• _Work to be completed_: Tally the lines of the data that contain the string "group", and give only that number.

[Region annotation entries]
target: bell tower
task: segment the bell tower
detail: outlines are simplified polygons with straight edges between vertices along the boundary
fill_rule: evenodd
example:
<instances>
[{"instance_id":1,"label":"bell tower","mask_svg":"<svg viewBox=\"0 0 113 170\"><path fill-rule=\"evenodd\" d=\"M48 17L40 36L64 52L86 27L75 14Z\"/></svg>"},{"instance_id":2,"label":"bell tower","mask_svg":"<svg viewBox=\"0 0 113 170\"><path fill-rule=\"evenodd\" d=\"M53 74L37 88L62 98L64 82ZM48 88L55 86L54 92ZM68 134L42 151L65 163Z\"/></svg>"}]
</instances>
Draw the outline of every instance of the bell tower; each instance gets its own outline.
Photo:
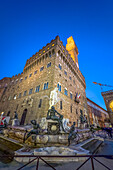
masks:
<instances>
[{"instance_id":1,"label":"bell tower","mask_svg":"<svg viewBox=\"0 0 113 170\"><path fill-rule=\"evenodd\" d=\"M78 53L78 48L77 48L72 36L67 39L66 50L69 52L69 54L71 55L73 61L75 62L75 64L79 68L79 64L78 64L78 54L79 54Z\"/></svg>"}]
</instances>

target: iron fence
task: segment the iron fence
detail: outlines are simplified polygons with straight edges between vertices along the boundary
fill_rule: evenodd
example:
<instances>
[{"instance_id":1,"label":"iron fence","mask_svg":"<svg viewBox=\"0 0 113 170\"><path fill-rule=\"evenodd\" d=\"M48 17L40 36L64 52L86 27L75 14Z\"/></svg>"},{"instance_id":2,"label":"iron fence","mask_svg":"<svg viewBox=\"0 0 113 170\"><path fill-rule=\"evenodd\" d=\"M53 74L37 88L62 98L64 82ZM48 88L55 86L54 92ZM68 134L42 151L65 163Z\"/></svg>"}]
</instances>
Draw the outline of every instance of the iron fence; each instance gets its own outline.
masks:
<instances>
[{"instance_id":1,"label":"iron fence","mask_svg":"<svg viewBox=\"0 0 113 170\"><path fill-rule=\"evenodd\" d=\"M94 160L96 162L98 162L99 164L101 164L104 168L111 170L108 166L106 166L104 163L102 163L100 160L98 160L97 158L109 158L109 159L113 159L113 155L70 155L70 156L56 156L56 155L43 155L43 156L39 156L39 155L0 155L0 157L13 157L13 158L32 158L32 160L30 160L29 162L25 163L24 165L22 165L20 168L17 168L17 170L21 170L24 167L26 167L27 165L31 164L34 161L37 161L36 163L36 170L39 169L39 161L43 161L46 165L48 165L51 169L57 170L55 167L53 167L53 165L51 165L49 162L47 162L45 160L45 158L87 158L78 168L76 168L76 170L79 170L81 167L83 167L86 162L90 161L91 163L91 170L96 170L94 167Z\"/></svg>"}]
</instances>

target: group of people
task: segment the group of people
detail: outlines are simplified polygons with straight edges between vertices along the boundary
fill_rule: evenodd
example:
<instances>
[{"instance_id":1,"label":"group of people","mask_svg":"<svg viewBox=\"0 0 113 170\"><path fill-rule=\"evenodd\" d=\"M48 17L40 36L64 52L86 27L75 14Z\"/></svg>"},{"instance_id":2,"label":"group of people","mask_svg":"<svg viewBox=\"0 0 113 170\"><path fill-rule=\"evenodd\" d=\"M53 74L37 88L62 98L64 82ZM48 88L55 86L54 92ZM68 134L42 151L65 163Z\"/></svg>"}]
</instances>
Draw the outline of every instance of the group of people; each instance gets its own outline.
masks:
<instances>
[{"instance_id":1,"label":"group of people","mask_svg":"<svg viewBox=\"0 0 113 170\"><path fill-rule=\"evenodd\" d=\"M108 137L112 138L112 127L104 127L102 128L102 131L106 132L108 134Z\"/></svg>"}]
</instances>

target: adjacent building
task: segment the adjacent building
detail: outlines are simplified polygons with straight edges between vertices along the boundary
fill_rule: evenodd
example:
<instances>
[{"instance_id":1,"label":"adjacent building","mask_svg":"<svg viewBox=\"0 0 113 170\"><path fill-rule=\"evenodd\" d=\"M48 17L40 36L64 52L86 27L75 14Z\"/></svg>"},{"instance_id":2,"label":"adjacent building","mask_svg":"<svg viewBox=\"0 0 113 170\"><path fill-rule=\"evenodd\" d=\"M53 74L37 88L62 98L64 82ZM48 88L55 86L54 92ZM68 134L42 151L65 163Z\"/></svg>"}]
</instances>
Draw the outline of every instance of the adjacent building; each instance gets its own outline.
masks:
<instances>
[{"instance_id":1,"label":"adjacent building","mask_svg":"<svg viewBox=\"0 0 113 170\"><path fill-rule=\"evenodd\" d=\"M59 36L26 61L23 73L0 80L0 112L18 113L21 125L40 121L50 107L51 91L58 88L55 109L76 121L87 115L85 78L79 69L78 48L72 37L66 47Z\"/></svg>"},{"instance_id":2,"label":"adjacent building","mask_svg":"<svg viewBox=\"0 0 113 170\"><path fill-rule=\"evenodd\" d=\"M113 90L105 91L101 93L110 117L110 122L113 126Z\"/></svg>"},{"instance_id":3,"label":"adjacent building","mask_svg":"<svg viewBox=\"0 0 113 170\"><path fill-rule=\"evenodd\" d=\"M109 126L110 123L109 115L105 109L97 105L89 98L87 98L87 105L88 105L89 122L91 125L93 124L95 127Z\"/></svg>"}]
</instances>

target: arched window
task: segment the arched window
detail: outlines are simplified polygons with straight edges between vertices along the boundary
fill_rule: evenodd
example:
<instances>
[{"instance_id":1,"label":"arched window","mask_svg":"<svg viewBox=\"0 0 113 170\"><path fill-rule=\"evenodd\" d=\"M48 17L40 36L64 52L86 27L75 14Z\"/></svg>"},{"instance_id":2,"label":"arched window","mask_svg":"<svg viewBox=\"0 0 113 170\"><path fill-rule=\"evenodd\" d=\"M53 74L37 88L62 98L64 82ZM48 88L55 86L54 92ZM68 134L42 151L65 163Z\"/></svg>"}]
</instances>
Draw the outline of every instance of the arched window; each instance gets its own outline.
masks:
<instances>
[{"instance_id":1,"label":"arched window","mask_svg":"<svg viewBox=\"0 0 113 170\"><path fill-rule=\"evenodd\" d=\"M58 88L58 90L61 92L61 84L57 84L57 88Z\"/></svg>"},{"instance_id":2,"label":"arched window","mask_svg":"<svg viewBox=\"0 0 113 170\"><path fill-rule=\"evenodd\" d=\"M51 58L51 52L49 52L49 57Z\"/></svg>"},{"instance_id":3,"label":"arched window","mask_svg":"<svg viewBox=\"0 0 113 170\"><path fill-rule=\"evenodd\" d=\"M64 89L64 94L67 96L67 89L66 88Z\"/></svg>"}]
</instances>

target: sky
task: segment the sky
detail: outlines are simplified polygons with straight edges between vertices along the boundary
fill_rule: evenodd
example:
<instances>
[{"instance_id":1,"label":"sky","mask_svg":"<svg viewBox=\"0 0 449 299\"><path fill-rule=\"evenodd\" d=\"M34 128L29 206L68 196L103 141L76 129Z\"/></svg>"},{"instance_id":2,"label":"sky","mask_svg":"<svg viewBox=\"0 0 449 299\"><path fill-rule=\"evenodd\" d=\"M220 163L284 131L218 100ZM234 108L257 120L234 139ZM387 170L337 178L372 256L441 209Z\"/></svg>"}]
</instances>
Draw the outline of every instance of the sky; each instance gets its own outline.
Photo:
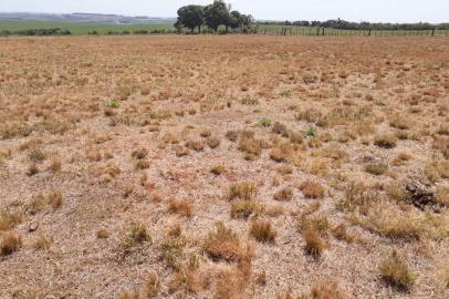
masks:
<instances>
[{"instance_id":1,"label":"sky","mask_svg":"<svg viewBox=\"0 0 449 299\"><path fill-rule=\"evenodd\" d=\"M176 17L185 4L212 0L0 0L0 12L96 12ZM258 20L449 22L449 0L229 0Z\"/></svg>"}]
</instances>

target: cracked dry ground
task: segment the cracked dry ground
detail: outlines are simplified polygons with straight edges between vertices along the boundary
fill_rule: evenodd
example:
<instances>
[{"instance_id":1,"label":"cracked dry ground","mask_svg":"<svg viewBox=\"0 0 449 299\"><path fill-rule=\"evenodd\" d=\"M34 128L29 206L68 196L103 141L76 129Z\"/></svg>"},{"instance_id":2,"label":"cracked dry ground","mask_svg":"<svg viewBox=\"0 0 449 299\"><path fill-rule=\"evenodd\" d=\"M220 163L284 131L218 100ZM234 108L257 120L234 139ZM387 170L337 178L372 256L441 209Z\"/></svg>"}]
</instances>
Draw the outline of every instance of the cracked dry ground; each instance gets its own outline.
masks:
<instances>
[{"instance_id":1,"label":"cracked dry ground","mask_svg":"<svg viewBox=\"0 0 449 299\"><path fill-rule=\"evenodd\" d=\"M0 298L448 298L448 41L0 40Z\"/></svg>"}]
</instances>

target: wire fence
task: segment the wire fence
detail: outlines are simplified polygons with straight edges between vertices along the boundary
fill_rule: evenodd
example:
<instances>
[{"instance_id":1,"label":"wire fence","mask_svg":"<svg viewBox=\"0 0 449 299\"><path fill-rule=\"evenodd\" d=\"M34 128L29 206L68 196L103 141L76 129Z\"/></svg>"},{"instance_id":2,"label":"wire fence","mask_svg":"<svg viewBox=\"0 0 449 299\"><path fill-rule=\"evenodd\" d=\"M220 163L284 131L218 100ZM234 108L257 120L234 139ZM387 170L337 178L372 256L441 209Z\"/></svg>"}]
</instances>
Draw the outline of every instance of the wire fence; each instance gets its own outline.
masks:
<instances>
[{"instance_id":1,"label":"wire fence","mask_svg":"<svg viewBox=\"0 0 449 299\"><path fill-rule=\"evenodd\" d=\"M427 35L427 37L448 37L449 30L348 30L333 29L322 27L258 27L257 34L265 35L315 35L315 37L407 37L407 35Z\"/></svg>"}]
</instances>

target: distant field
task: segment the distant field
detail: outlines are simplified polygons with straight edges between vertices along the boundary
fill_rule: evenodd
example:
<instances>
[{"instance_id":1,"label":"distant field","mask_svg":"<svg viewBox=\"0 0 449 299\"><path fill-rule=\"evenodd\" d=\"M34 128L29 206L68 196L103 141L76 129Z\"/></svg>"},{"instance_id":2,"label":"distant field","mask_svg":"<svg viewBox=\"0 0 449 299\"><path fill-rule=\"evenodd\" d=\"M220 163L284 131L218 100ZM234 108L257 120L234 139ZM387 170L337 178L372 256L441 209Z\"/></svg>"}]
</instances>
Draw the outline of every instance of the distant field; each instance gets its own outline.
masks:
<instances>
[{"instance_id":1,"label":"distant field","mask_svg":"<svg viewBox=\"0 0 449 299\"><path fill-rule=\"evenodd\" d=\"M0 31L19 31L28 29L51 29L60 28L70 30L73 35L86 35L96 31L98 34L108 32L122 33L128 31L133 33L137 30L175 30L171 23L148 23L148 24L98 24L98 23L71 23L71 22L46 22L46 21L4 21L0 20ZM206 29L206 27L203 27ZM219 28L224 31L224 27ZM278 24L257 24L255 30L259 34L271 35L323 35L323 28L316 27L296 27ZM187 31L187 30L186 30ZM239 30L237 30L238 32ZM368 35L368 30L342 30L325 28L324 35ZM431 30L372 30L372 35L431 35ZM449 30L436 30L435 35L449 35Z\"/></svg>"},{"instance_id":2,"label":"distant field","mask_svg":"<svg viewBox=\"0 0 449 299\"><path fill-rule=\"evenodd\" d=\"M258 33L281 34L286 29L286 35L317 35L316 27L258 24ZM368 30L345 30L325 28L324 35L368 35ZM431 30L372 30L372 35L430 35ZM320 35L323 35L323 28L320 28ZM435 35L449 35L449 30L436 30Z\"/></svg>"},{"instance_id":3,"label":"distant field","mask_svg":"<svg viewBox=\"0 0 449 299\"><path fill-rule=\"evenodd\" d=\"M62 30L70 30L73 35L85 35L88 32L96 31L98 34L106 34L108 31L123 32L136 30L173 30L175 29L170 23L154 23L154 24L92 24L92 23L69 23L69 22L42 22L42 21L0 21L1 30L27 30L27 29L49 29L61 28Z\"/></svg>"}]
</instances>

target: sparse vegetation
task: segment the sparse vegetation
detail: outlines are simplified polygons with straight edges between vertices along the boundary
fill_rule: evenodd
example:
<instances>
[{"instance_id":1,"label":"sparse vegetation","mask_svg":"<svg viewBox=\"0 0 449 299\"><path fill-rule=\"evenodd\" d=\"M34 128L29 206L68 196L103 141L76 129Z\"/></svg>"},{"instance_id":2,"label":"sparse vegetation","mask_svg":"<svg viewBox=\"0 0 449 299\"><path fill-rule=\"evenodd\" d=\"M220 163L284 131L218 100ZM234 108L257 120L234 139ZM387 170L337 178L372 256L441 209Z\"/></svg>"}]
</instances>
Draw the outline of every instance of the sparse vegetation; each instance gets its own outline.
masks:
<instances>
[{"instance_id":1,"label":"sparse vegetation","mask_svg":"<svg viewBox=\"0 0 449 299\"><path fill-rule=\"evenodd\" d=\"M1 39L0 297L447 297L447 40L265 28Z\"/></svg>"},{"instance_id":2,"label":"sparse vegetation","mask_svg":"<svg viewBox=\"0 0 449 299\"><path fill-rule=\"evenodd\" d=\"M385 281L400 289L410 289L416 281L415 274L396 250L380 261L379 271Z\"/></svg>"}]
</instances>

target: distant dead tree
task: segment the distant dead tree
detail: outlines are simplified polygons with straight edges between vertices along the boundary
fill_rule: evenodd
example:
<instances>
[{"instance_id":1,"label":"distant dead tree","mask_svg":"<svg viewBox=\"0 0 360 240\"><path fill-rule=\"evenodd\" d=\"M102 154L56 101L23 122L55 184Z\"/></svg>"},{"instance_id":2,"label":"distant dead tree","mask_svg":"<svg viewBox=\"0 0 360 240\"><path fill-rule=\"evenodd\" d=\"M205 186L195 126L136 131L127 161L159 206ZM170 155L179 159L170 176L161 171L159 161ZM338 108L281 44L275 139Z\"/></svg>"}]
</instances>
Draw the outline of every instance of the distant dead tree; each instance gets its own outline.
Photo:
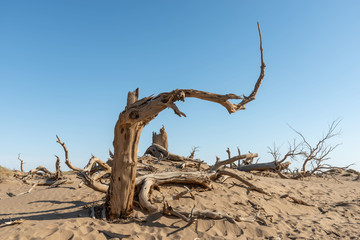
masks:
<instances>
[{"instance_id":1,"label":"distant dead tree","mask_svg":"<svg viewBox=\"0 0 360 240\"><path fill-rule=\"evenodd\" d=\"M160 128L160 133L153 132L153 144L158 144L166 149L169 150L169 144L167 139L167 133L165 130L165 126Z\"/></svg>"},{"instance_id":2,"label":"distant dead tree","mask_svg":"<svg viewBox=\"0 0 360 240\"><path fill-rule=\"evenodd\" d=\"M199 98L205 101L219 103L231 114L244 110L247 103L253 101L265 75L262 38L260 37L261 71L254 90L249 96L236 94L215 94L194 89L176 89L171 92L160 93L139 99L139 89L128 93L125 110L119 115L114 134L114 159L112 163L110 187L106 197L107 217L110 220L125 218L133 210L133 197L136 178L138 144L143 128L166 108L173 109L178 116L186 117L175 105L185 98ZM230 99L241 99L233 104Z\"/></svg>"},{"instance_id":3,"label":"distant dead tree","mask_svg":"<svg viewBox=\"0 0 360 240\"><path fill-rule=\"evenodd\" d=\"M281 156L280 151L274 145L273 148L269 148L269 153L273 156L274 161L277 165L282 164L285 160L296 160L302 163L301 169L296 174L288 177L281 173L281 170L278 169L278 173L282 178L294 178L299 179L306 176L311 176L316 172L321 170L333 168L331 165L326 163L326 160L330 159L329 154L335 150L340 144L331 145L329 140L333 137L339 135L339 132L336 131L340 121L334 120L328 127L326 134L314 145L310 144L305 136L291 127L297 135L300 136L301 141L296 142L296 139L289 143L288 152Z\"/></svg>"},{"instance_id":4,"label":"distant dead tree","mask_svg":"<svg viewBox=\"0 0 360 240\"><path fill-rule=\"evenodd\" d=\"M157 96L149 96L139 99L139 89L128 93L127 105L119 115L114 130L114 153L110 153L109 164L104 163L100 159L92 156L85 168L78 168L71 164L68 156L68 150L64 142L57 137L57 142L63 147L65 152L65 163L69 168L77 172L83 179L84 183L96 191L106 192L106 215L109 220L116 220L119 218L126 218L133 211L133 198L135 194L135 187L141 186L138 193L139 204L144 209L154 211L154 207L148 201L148 194L152 186L165 183L191 183L200 184L209 187L209 180L217 179L220 176L229 175L235 177L239 181L245 182L251 189L263 192L256 188L248 181L245 181L239 176L235 176L228 171L220 170L221 166L231 164L239 159L246 159L255 157L255 155L236 156L225 161L217 162L214 168L209 172L172 172L149 174L146 176L136 178L136 169L138 164L138 144L143 128L153 120L161 111L166 108L173 109L174 113L180 117L186 117L185 113L181 112L175 105L177 101L185 101L185 98L198 98L205 101L215 102L222 105L229 114L235 113L239 110L245 110L246 104L253 101L258 93L260 85L265 76L265 62L263 58L262 38L260 26L258 23L258 31L260 37L260 55L261 66L260 75L255 83L253 91L250 95L239 96L233 93L230 94L216 94L194 89L176 89L171 92L160 93ZM239 103L231 103L229 100L241 100ZM161 133L161 131L160 131ZM165 133L165 129L164 129ZM146 153L159 156L162 159L171 160L185 160L197 162L199 166L201 162L196 159L182 157L176 154L171 154L165 146L159 144L152 144ZM194 152L195 153L195 152ZM92 171L94 167L97 171ZM110 183L102 183L98 181L104 176L110 175Z\"/></svg>"}]
</instances>

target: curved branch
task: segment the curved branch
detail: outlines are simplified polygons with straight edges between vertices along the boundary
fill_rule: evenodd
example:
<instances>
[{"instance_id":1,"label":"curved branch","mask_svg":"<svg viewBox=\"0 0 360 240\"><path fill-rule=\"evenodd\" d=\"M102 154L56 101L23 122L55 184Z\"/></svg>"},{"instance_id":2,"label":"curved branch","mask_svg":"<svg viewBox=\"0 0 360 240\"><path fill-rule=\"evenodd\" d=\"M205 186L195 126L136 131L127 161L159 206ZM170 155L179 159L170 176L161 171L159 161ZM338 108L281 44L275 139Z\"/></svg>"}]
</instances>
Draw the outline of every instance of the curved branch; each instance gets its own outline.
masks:
<instances>
[{"instance_id":1,"label":"curved branch","mask_svg":"<svg viewBox=\"0 0 360 240\"><path fill-rule=\"evenodd\" d=\"M155 97L146 97L140 100L137 100L132 103L132 101L128 101L128 105L124 112L122 112L119 116L119 121L122 124L130 123L134 124L136 122L144 121L144 123L148 123L151 121L158 113L163 111L166 108L171 108L174 110L175 114L186 117L186 115L181 112L178 107L174 104L177 101L185 101L185 98L198 98L209 102L219 103L231 114L235 113L239 110L244 110L246 108L246 104L253 101L258 93L260 85L265 77L265 62L262 48L262 37L260 31L260 25L258 23L258 31L260 37L260 54L261 54L261 66L260 66L260 75L255 83L253 91L249 96L238 96L233 93L229 94L216 94L209 93L194 89L176 89L171 92L160 93ZM138 89L136 90L136 94L138 95ZM229 102L231 99L242 99L242 101L238 104L233 104Z\"/></svg>"}]
</instances>

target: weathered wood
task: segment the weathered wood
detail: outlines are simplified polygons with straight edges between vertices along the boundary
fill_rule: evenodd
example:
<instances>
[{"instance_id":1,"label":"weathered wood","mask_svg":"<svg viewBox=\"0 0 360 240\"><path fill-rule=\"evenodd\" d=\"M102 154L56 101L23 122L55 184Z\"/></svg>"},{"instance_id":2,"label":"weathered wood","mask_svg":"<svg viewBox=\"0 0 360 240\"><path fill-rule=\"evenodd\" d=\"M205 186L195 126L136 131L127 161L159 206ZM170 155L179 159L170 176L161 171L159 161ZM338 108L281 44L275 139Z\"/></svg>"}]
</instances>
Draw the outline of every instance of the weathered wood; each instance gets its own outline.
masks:
<instances>
[{"instance_id":1,"label":"weathered wood","mask_svg":"<svg viewBox=\"0 0 360 240\"><path fill-rule=\"evenodd\" d=\"M153 144L162 146L166 149L166 151L169 150L167 133L164 126L162 126L162 128L160 129L160 133L153 132L152 140Z\"/></svg>"},{"instance_id":2,"label":"weathered wood","mask_svg":"<svg viewBox=\"0 0 360 240\"><path fill-rule=\"evenodd\" d=\"M20 161L20 171L24 172L24 161L20 158L20 153L18 155L18 160Z\"/></svg>"},{"instance_id":3,"label":"weathered wood","mask_svg":"<svg viewBox=\"0 0 360 240\"><path fill-rule=\"evenodd\" d=\"M290 162L281 163L280 165L284 168L289 166ZM241 165L237 169L239 171L251 172L251 171L267 171L267 170L277 170L279 165L276 162L267 162L267 163L254 163L249 165Z\"/></svg>"},{"instance_id":4,"label":"weathered wood","mask_svg":"<svg viewBox=\"0 0 360 240\"><path fill-rule=\"evenodd\" d=\"M55 168L56 168L56 172L55 172L55 179L61 179L63 178L63 174L62 171L60 169L60 158L58 156L56 156L56 163L55 163Z\"/></svg>"},{"instance_id":5,"label":"weathered wood","mask_svg":"<svg viewBox=\"0 0 360 240\"><path fill-rule=\"evenodd\" d=\"M259 188L259 187L255 186L254 184L252 184L249 181L245 180L244 178L242 178L238 174L235 174L235 173L230 172L230 171L225 171L225 170L217 171L214 175L210 176L210 178L211 179L216 179L216 178L219 178L220 176L224 176L224 175L230 176L232 178L235 178L235 179L239 180L240 182L242 182L245 185L249 186L249 190L254 190L254 191L257 191L259 193L263 193L263 194L271 196L270 193L266 192L262 188Z\"/></svg>"},{"instance_id":6,"label":"weathered wood","mask_svg":"<svg viewBox=\"0 0 360 240\"><path fill-rule=\"evenodd\" d=\"M189 162L196 162L201 163L199 159L193 159L189 157L183 157L177 154L173 154L167 151L164 147L158 144L152 144L148 149L146 149L145 154L150 154L153 157L160 158L163 160L171 160L171 161L189 161Z\"/></svg>"},{"instance_id":7,"label":"weathered wood","mask_svg":"<svg viewBox=\"0 0 360 240\"><path fill-rule=\"evenodd\" d=\"M255 158L258 157L257 153L248 153L248 154L243 154L243 155L238 155L232 158L229 158L227 160L224 161L218 161L211 167L212 171L215 171L217 169L219 169L221 166L227 165L227 164L232 164L233 162L237 161L237 160L241 160L241 159L247 159L247 158Z\"/></svg>"},{"instance_id":8,"label":"weathered wood","mask_svg":"<svg viewBox=\"0 0 360 240\"><path fill-rule=\"evenodd\" d=\"M119 114L114 129L114 158L112 161L110 185L106 197L107 217L109 220L126 218L133 209L140 134L144 126L154 119L161 111L166 108L171 108L178 116L186 117L185 113L181 112L175 105L175 102L185 101L185 98L190 97L218 103L226 108L231 114L239 110L244 110L246 104L255 99L264 79L266 68L263 59L262 38L259 24L258 31L261 54L260 75L255 83L253 91L248 96L239 96L232 93L222 95L194 89L176 89L171 92L160 93L157 96L139 99L139 89L128 93L127 105L125 110ZM234 99L241 101L239 103L231 103L229 101ZM60 140L59 143L61 144ZM66 150L64 145L63 147L64 150ZM185 160L184 157L178 155L168 154L166 157L169 156L172 160ZM67 155L66 164L71 166ZM74 166L70 168L73 170L76 169ZM87 175L88 173L82 171L82 169L77 168L77 171L83 174L85 176L84 178L89 177ZM106 186L101 186L101 188L106 188Z\"/></svg>"}]
</instances>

• _Result below_: 5